• _DOCUMENT PASSAGE_:
======

- January 8, 2020
- By Josh Gilstrap
- In Uncategorized

- 256
- 0

- January 8, 2020
- By Josh Gilstrap
- In Uncategorized

- 256
- 0

Ohm’s Law is a fundamental formula that defines the relationship between voltage (E), current (I) and resistance (R) in an electronic circuit. The Ohm’s Law formula is typically expressed as E = I x R or voltage = current x resistance. In an electronic circuit, Ohm’s Law can be stated as the voltage drop across a resistor is directly proportional to the current flowing through the resistor, and also inversely proportional to the resistance of the resistor.

An easy way to remember the formula and the calculations for any of the variables is with the use of the Ohm’s Law triangle, as shown below.

If any two of the values are known, then the other value can be calculated. For example, if the voltage (E) and current (I) are known and the resistance (R) needs to be calculated, remove the R in the pyramid and the remaining equation is used for the calculation, in this case, R = E / I.

======

• _PROBLEMS_:
1. List every quantity that the Ohm's Law passage names as a variable, with the letter it uses for each.
2. Reproduce the entries verbatim, starting with their first line and going on through the line that contains "<point>99,596</point>", with both of those lines included.

• _GIVEN DATA_:
======

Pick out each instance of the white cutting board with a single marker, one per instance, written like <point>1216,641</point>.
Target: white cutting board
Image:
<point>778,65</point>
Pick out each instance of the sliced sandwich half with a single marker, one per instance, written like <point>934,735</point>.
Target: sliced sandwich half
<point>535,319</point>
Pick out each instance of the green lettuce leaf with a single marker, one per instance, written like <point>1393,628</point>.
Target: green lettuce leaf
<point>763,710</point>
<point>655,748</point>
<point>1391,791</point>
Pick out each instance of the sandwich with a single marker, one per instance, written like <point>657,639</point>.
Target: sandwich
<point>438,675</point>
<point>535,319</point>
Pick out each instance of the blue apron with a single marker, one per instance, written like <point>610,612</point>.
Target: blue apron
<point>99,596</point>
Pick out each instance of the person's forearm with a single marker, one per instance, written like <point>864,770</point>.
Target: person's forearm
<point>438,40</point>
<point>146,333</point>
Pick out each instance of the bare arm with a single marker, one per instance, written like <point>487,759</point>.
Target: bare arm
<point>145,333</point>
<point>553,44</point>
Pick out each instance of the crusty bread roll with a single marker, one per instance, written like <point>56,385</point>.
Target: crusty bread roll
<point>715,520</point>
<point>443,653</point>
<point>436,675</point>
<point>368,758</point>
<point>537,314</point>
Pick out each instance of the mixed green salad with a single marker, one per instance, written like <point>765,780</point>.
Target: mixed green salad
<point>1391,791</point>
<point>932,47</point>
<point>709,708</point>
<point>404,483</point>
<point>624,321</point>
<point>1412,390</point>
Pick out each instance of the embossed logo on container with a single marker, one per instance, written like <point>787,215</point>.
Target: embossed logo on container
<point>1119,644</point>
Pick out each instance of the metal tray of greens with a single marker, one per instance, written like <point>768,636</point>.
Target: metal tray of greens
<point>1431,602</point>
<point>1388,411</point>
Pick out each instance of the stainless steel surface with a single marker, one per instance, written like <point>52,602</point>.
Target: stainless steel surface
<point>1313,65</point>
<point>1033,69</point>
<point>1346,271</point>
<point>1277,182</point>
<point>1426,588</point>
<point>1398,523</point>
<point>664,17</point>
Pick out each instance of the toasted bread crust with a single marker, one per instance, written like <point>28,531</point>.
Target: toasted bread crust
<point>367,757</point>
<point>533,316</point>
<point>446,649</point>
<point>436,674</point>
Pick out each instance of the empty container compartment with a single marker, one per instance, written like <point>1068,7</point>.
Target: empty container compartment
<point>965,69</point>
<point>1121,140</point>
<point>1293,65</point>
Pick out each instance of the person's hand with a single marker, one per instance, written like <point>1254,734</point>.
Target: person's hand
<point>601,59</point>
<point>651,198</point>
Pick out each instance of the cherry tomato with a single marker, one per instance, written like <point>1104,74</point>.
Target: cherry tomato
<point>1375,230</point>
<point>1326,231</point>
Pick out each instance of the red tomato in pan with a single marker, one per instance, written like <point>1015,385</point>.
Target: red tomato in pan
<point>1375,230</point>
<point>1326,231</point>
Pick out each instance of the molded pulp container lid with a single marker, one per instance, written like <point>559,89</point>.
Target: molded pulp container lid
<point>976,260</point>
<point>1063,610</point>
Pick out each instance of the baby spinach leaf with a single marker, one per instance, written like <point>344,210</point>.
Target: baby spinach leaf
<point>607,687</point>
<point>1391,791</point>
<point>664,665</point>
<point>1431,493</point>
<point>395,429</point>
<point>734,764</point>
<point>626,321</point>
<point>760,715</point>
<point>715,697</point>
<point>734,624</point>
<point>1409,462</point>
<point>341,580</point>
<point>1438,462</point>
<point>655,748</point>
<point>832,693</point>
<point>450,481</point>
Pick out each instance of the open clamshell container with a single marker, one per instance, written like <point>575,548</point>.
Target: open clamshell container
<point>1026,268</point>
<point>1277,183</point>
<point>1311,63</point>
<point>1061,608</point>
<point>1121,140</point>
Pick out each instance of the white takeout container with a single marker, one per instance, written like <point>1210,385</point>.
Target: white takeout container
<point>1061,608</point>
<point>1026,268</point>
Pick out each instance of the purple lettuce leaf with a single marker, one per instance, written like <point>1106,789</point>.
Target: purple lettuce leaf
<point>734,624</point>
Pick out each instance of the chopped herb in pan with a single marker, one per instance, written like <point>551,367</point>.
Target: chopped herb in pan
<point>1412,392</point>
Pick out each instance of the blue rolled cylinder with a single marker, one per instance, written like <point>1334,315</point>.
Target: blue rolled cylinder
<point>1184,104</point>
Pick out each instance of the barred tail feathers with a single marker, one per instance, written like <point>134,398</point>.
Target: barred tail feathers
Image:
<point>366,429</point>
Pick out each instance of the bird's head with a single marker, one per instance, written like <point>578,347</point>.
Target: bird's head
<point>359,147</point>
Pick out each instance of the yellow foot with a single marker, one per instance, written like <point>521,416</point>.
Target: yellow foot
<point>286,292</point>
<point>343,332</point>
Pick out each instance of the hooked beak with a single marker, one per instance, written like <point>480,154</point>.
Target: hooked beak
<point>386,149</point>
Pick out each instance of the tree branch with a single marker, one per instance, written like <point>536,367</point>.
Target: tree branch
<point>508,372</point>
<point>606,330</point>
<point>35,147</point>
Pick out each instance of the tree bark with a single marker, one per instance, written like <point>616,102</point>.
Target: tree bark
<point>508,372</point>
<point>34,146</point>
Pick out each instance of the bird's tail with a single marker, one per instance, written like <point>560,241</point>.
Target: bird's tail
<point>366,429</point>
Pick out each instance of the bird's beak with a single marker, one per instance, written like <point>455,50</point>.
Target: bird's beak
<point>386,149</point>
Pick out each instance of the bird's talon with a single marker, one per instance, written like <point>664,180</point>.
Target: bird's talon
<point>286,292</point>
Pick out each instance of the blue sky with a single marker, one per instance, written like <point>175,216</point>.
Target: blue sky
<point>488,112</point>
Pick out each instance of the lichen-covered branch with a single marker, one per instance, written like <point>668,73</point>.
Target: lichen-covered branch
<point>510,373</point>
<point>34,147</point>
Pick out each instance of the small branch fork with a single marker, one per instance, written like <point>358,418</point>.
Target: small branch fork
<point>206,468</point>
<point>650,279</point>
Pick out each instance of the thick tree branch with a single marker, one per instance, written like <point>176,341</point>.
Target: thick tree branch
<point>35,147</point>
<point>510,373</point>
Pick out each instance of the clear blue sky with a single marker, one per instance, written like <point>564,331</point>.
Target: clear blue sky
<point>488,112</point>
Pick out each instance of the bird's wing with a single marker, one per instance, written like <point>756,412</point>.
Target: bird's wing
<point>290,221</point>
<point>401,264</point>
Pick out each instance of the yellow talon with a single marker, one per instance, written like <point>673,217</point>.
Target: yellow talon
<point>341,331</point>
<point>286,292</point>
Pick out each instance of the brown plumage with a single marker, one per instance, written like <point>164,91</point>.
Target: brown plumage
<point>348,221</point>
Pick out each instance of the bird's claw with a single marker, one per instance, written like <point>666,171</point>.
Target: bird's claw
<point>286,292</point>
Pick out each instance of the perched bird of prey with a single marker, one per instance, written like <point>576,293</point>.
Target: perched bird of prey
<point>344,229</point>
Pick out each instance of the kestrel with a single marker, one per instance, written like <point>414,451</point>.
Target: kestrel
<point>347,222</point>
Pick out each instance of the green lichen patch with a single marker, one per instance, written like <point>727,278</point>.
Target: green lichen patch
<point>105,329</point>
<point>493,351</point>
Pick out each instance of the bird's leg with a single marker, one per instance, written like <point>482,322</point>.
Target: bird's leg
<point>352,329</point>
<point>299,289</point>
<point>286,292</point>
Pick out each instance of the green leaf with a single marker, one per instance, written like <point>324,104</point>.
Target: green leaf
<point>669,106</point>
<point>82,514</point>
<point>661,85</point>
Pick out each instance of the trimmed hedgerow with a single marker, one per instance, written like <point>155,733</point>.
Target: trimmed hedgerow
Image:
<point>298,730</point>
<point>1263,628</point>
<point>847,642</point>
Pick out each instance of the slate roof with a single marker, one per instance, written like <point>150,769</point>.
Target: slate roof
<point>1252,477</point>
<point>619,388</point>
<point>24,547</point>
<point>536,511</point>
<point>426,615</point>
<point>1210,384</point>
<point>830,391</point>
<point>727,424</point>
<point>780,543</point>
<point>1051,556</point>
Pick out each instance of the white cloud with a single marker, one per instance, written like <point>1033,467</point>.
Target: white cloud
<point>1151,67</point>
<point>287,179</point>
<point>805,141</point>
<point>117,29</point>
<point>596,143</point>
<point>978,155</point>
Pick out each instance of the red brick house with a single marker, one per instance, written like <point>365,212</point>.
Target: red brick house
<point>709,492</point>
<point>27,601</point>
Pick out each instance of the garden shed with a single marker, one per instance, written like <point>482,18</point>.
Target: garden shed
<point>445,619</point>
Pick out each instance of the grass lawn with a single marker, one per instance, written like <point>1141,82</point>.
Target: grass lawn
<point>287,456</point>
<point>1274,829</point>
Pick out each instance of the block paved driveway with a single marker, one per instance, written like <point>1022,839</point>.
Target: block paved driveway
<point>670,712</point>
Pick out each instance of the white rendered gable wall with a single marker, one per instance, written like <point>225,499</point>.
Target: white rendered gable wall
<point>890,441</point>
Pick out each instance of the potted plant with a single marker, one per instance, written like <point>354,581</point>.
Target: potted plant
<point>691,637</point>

======

• _PER-TASK OUTPUTS_:
1. voltage (E), current (I), resistance (R)

2.
Pick out each instance of the white cutting board with a single marker, one per instance, written like <point>1216,641</point>.
Target: white cutting board
Image:
<point>778,65</point>
Pick out each instance of the sliced sandwich half with a single marker, one per instance, written like <point>934,735</point>.
Target: sliced sandwich half
<point>535,319</point>
Pick out each instance of the green lettuce leaf with a single marker, one per instance, written like <point>1393,628</point>.
Target: green lettuce leaf
<point>763,710</point>
<point>655,748</point>
<point>1391,791</point>
Pick out each instance of the sandwich with a single marker, one per instance, written like <point>657,639</point>.
Target: sandwich
<point>438,675</point>
<point>535,319</point>
Pick out each instance of the blue apron with a single marker, one per instance, written like <point>610,612</point>.
Target: blue apron
<point>99,596</point>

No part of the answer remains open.